原文:
<<<<
From Senses to Decisions: The Information Flow of Auditory and Visual Perception in Multimodal LLMs

从感知到决策：多模态大语言模型中听觉与视觉感知的信息流

Abstract: Multimodal Large Language Models (MLLMs) can listen and see, but how do audio and visual signals actually travel through the network to shape an answer? Despite their growing role in research and real-world applications, the internal pathways through which audio and visual tokens influence the final prediction remain poorly understood.

摘要： 多模态大语言模型（MLLMs）能够“听”和“看”，但音频和视觉信号究竟是如何在网络中传递并最终形成答案的呢？尽管它们在研究和实际应用中的作用日益凸显，但音频和视觉 Token 影响最终预测的内部路径仍未被充分理解。
>>>>
待完成任务:
- A) 将多模态大语言模型信息流一文中从“Abstract: Multimodal Large”起、至“remain poorly understood.”止的部分一字不差地照录下来。
- B) 根据多模态大语言模型信息流一文回答以下问题：
(i) 中文标题中，信息流是从什么到什么？
(ii) 摘要开头说多模态大语言模型能够做哪两件事？
(iii) 摘要指出什么仍未被充分理解？
- C) 从多模态大语言模型信息流一文的最后一句之后接着往下写。

区域指向数据:
<<<<
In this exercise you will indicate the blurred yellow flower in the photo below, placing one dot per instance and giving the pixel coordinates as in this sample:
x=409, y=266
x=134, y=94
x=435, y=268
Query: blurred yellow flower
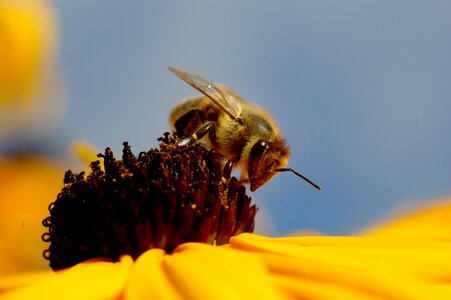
x=380, y=266
x=27, y=186
x=30, y=92
x=30, y=105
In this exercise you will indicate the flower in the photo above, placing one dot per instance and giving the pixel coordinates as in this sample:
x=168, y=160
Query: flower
>>>>
参考答案:
- A)
Abstract: Multimodal Large Language Models (MLLMs) can listen and see, but how do audio and visual signals actually travel through the network to shape an answer? Despite their growing role in research and real-world applications, the internal pathways through which audio and visual tokens influence the final prediction remain poorly understood.

- B)
(i) 从感知到决策。
(ii) “听”和“看”。
(iii) 音频和视觉 Token 影响最终预测的内部路径。

- C)
In this study, we examine audio-visual information flow inside Audio-Visual Large Language Models (AVLLMs), tracing how AVLLMs route, utilize, and integrate audio and visual information across two input configurations, audio-visual video and multiple interleaved audio-visual items. We find that for audio-visual video, AVLLMs follow the sequential information flow pathway established for VLMs and VideoLLMs, with audio and visual contribution flowing along this pathway in proportion to the task’s reliance on each modality.

在本研究中，我们考察了视听大语言模型（AVLLMs）内部的视听信息流，追踪了 AVLLMs 如何在两种输入配置（视听视频和多个交错的视听项目）下路由、利用和整合视听信息。我们发现，对于视听视频，AVLLMs 遵循为视觉语言模型（VLMs）和视频大语言模型（VideoLLMs）所建立的顺序信息流路径，其中音频和视觉的贡献沿着该路径流动，其比例取决于任务对各模态的依赖程度。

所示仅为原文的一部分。